▸ **RECORDS TO PROCESS**
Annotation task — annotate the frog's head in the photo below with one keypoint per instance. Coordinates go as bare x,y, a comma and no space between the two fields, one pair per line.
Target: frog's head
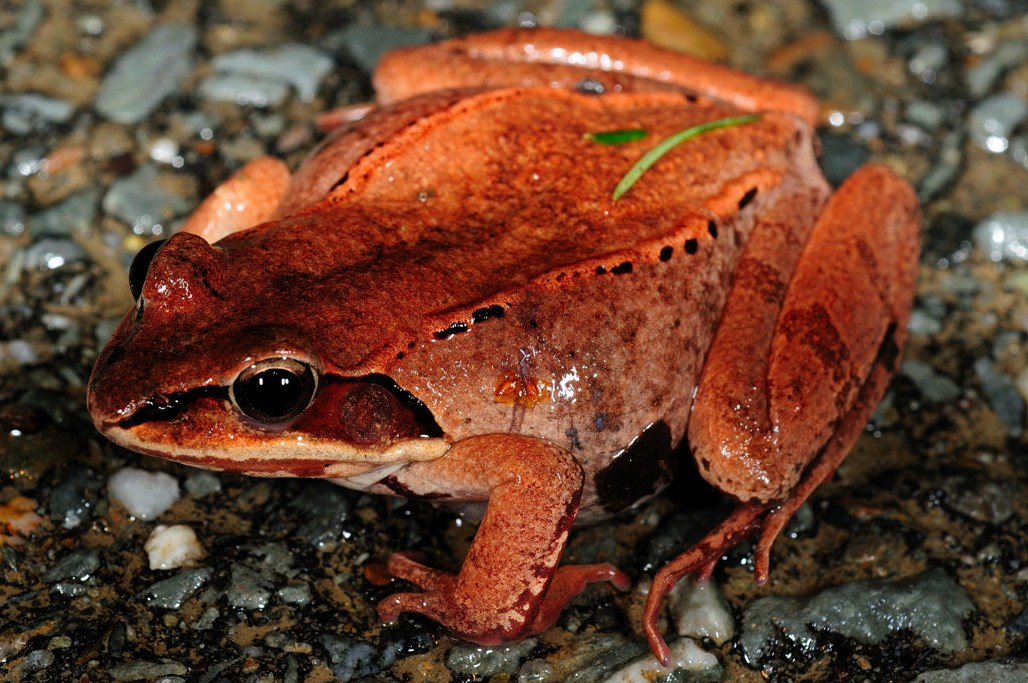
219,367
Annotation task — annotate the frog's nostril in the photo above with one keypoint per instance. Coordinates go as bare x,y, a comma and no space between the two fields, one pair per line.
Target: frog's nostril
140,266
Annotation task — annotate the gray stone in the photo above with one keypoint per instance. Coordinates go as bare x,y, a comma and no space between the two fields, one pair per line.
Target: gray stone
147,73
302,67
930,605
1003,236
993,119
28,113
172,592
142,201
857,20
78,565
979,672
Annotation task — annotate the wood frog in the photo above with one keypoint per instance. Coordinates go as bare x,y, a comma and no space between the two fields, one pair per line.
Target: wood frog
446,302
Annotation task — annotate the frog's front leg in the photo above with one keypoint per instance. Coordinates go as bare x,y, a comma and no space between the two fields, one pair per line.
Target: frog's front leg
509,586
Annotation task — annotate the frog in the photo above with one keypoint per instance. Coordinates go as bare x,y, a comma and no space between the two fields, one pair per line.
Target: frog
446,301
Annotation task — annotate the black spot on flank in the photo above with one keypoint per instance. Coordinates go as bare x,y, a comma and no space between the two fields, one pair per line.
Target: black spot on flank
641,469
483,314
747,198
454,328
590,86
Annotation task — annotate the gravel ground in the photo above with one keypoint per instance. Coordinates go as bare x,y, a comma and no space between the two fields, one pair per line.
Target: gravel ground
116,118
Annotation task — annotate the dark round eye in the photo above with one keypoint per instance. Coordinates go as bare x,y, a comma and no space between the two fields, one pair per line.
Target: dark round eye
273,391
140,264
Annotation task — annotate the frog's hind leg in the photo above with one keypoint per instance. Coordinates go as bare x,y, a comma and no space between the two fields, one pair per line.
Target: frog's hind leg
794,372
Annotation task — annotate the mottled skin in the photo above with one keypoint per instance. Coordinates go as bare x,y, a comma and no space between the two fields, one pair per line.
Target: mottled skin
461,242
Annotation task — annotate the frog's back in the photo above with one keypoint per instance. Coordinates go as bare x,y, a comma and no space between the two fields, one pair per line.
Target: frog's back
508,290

▸ **ABOUT THIS TASK**
Copy the lines from the one with "Annotation task — annotate the frog's back" through the last line of the material above, exactly as they are and with no others.

▸ **SOLVED EXERCISE**
Annotation task — annotate the frog's back in the photo above with one keypoint per instance. Coordinates go as bare x,y, a comma and no space between the two fields, one pair per line.
Target: frog's back
508,290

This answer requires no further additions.